▸ REQUIRED WORK
Write out every record again, exactly.

Excerpts from a dataset:

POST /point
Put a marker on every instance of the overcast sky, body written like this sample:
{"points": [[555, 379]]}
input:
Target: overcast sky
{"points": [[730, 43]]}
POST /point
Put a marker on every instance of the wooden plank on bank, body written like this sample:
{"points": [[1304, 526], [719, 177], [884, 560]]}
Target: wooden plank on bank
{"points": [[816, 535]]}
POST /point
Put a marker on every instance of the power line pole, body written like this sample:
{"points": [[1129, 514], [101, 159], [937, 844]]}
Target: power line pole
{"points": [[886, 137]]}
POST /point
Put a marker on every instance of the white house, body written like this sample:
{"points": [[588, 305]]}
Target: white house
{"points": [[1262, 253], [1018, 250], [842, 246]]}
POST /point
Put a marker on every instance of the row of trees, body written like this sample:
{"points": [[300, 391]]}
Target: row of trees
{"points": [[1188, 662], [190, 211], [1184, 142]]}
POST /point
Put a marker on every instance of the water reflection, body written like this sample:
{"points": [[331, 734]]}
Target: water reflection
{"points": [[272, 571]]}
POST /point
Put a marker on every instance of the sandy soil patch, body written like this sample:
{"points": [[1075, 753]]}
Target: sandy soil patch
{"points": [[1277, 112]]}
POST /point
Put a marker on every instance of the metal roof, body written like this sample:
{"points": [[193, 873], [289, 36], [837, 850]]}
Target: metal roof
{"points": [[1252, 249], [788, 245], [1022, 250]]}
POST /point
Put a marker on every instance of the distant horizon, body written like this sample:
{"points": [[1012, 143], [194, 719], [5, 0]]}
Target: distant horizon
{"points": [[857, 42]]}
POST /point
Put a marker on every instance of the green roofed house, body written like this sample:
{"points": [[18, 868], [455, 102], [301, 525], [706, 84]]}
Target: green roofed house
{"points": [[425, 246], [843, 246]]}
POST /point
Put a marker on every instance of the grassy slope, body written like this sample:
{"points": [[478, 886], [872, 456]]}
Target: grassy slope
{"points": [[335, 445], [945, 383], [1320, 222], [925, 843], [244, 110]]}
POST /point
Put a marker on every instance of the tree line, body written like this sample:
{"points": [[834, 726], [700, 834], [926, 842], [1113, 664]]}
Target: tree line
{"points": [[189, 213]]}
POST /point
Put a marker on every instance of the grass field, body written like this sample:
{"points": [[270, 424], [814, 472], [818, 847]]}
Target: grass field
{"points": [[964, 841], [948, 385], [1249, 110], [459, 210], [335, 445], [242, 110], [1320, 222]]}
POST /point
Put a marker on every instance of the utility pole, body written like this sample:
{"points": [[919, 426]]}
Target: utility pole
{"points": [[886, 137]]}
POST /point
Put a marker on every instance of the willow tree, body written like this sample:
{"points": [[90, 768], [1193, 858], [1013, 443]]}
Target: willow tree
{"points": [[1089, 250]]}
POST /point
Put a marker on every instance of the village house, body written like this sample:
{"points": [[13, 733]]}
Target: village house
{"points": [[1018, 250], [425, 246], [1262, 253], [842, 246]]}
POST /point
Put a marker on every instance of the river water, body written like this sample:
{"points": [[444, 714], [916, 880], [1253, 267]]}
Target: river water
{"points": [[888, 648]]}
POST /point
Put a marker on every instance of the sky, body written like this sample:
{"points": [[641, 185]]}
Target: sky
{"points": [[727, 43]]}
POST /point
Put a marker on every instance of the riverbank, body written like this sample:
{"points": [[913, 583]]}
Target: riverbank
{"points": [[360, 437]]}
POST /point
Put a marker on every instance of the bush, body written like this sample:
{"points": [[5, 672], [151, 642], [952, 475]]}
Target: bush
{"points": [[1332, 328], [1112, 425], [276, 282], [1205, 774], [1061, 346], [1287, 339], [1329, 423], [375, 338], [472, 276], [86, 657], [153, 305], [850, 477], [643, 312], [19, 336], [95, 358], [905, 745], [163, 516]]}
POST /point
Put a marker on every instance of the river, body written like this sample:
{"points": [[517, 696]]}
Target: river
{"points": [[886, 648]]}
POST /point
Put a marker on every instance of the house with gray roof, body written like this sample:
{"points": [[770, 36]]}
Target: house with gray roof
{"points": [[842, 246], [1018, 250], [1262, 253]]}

▸ WORKED SOLUTION
POST /point
Put a marker on every instance of the overcast sky, body written like this sample:
{"points": [[555, 379]]}
input:
Target: overcast sky
{"points": [[730, 43]]}
POST /point
Put a marker on every instance of the wooden plank on bank, body written like this sample:
{"points": [[1304, 526], [719, 177], [884, 560]]}
Target: wooden plank on bank
{"points": [[816, 535]]}
POST /point
Put a marker on every instance of the power line pole, body written like this sample:
{"points": [[1129, 514], [101, 159], [937, 844]]}
Target: power line pole
{"points": [[886, 137]]}
POST /point
Put a marker on every instance of the white house, body written like this sample:
{"points": [[588, 305]]}
Target: white house
{"points": [[1262, 253], [1018, 250], [842, 246]]}
POST /point
Put a marker on every instance of the row of trees, body written like this sample:
{"points": [[300, 391]]}
Target: row of trees
{"points": [[1188, 662], [190, 211], [1184, 142]]}
POST /point
Put a marker on every instance of the water reflection, body written like this sample:
{"points": [[331, 734]]}
Target: water reflection
{"points": [[272, 571]]}
POST /point
Put a marker on every instance of the sandy soil patch, body written like this sample:
{"points": [[1075, 753]]}
Target: sandy soil patch
{"points": [[1277, 112]]}
POST /point
Put a marker on every instance of the metal roof, body written like this sample:
{"points": [[193, 873], [289, 36], [837, 850]]}
Target: metal roof
{"points": [[1252, 249], [788, 245], [1022, 250]]}
POST /point
Put a marker on every instance of the distant horizon, body written like this sample:
{"points": [[1012, 143], [194, 719], [5, 0]]}
Target: distant horizon
{"points": [[857, 42]]}
POST /point
Put a marker on every instance of the green roofed house, body written like this sample:
{"points": [[18, 868], [455, 102], [301, 525], [706, 84]]}
Target: green roofed house
{"points": [[425, 246], [843, 246]]}
POST /point
Put a marker on every instance of the grassy slope, body written like this sample:
{"points": [[478, 886], [872, 456]]}
Target: grassy slope
{"points": [[335, 445], [945, 383], [1320, 222], [925, 843], [244, 110]]}
POST /point
Put a marker on every instance of the tree line, body written like this sample:
{"points": [[834, 726], [700, 834], [926, 842], [1113, 664]]}
Target: tree line
{"points": [[189, 213]]}
POST /point
Put a marker on every instance of the grass field, body written like this sample:
{"points": [[270, 424], [814, 472], [818, 847]]}
Target: grass field
{"points": [[964, 841], [948, 385], [1249, 110], [459, 210], [335, 445], [242, 110], [1320, 222]]}
POST /point
Put a marker on every instance of the utility pole, body written like this sample:
{"points": [[919, 426]]}
Target: utility pole
{"points": [[886, 137]]}
POST /point
Put a marker on every instance of the willow tree, body written like this sample:
{"points": [[90, 768], [1193, 858], [1013, 443]]}
Target: willow tree
{"points": [[1089, 250]]}
POST /point
Put a marker on every instance of the village house, body written like this sample:
{"points": [[13, 733]]}
Target: village house
{"points": [[1018, 250], [425, 246], [1262, 253], [842, 246]]}
POST /point
Put a marker on every instance of the river water, body written like this sample:
{"points": [[444, 714], [916, 880], [1253, 267]]}
Target: river water
{"points": [[888, 648]]}
POST /point
Put a marker on every instance of the sky, body written like this sample:
{"points": [[641, 185]]}
Target: sky
{"points": [[727, 43]]}
POST /point
Put a marker on every instance of the riverbank, body written like this sample:
{"points": [[913, 583]]}
Target: riverbank
{"points": [[360, 437]]}
POST /point
Put a marker on every instance of the bush, body written like this sample:
{"points": [[5, 672], [151, 642], [952, 475]]}
Target: bush
{"points": [[1332, 328], [1112, 425], [276, 282], [1205, 774], [1061, 346], [1287, 339], [1329, 423], [375, 338], [472, 276], [86, 657], [153, 305], [850, 477], [643, 312], [19, 336], [95, 358], [905, 745], [163, 516]]}
POST /point
Put a marker on every instance of the river, body written like this sample:
{"points": [[517, 696]]}
Target: river
{"points": [[886, 648]]}
POST /point
Put a marker on every instance of the house with gray roof, body written like this sample:
{"points": [[770, 36]]}
Target: house with gray roof
{"points": [[842, 246], [1018, 250], [1262, 253]]}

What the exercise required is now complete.